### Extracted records
__________

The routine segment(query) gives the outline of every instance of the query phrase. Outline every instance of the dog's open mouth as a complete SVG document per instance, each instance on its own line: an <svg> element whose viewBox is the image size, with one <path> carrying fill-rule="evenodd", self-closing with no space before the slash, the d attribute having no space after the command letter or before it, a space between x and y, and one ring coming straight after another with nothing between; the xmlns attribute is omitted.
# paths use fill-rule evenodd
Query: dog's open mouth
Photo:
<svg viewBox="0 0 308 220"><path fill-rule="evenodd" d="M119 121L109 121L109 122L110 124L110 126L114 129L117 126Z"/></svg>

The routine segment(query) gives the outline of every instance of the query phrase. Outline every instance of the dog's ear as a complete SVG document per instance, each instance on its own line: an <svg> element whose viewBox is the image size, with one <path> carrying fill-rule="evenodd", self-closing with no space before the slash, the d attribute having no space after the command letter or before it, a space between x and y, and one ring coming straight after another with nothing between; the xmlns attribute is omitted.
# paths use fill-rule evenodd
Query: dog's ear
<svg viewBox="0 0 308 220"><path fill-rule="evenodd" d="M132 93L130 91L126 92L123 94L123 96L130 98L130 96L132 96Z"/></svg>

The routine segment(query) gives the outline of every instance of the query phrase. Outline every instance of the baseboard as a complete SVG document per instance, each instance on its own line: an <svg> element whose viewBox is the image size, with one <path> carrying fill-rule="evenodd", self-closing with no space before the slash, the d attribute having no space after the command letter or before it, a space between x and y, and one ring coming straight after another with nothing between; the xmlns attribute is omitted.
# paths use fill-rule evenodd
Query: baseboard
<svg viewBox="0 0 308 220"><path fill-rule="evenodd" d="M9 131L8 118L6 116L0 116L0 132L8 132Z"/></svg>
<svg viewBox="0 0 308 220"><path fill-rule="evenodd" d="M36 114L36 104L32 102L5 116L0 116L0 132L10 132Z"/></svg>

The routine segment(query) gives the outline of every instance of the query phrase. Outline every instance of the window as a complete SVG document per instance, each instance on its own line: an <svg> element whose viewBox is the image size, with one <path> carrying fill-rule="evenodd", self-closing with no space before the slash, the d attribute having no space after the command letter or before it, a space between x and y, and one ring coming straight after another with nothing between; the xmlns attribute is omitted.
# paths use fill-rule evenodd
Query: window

__________

### Instructions for the task
Reproduce the stretch from the start of the records through the line containing "121L109 121L109 122L110", replacing "open" with "closed" and leaving all else unchanged.

### Expected answer
The routine segment(query) gives the outline of every instance of the query phrase. Outline every instance of the dog's closed mouth as a complete SVG document per instance, each instance on its own line: an <svg> element whose viewBox is the image size, with one <path> carrying fill-rule="evenodd", self-closing with no space before the slash, the d attribute having no space after the command letter or before it, a space between x and y, and one ring coming straight after another with nothing between; the xmlns attribute is omitted.
# paths use fill-rule evenodd
Query: dog's closed mouth
Photo:
<svg viewBox="0 0 308 220"><path fill-rule="evenodd" d="M119 121L109 121L109 122L110 124L110 126L114 129L117 126Z"/></svg>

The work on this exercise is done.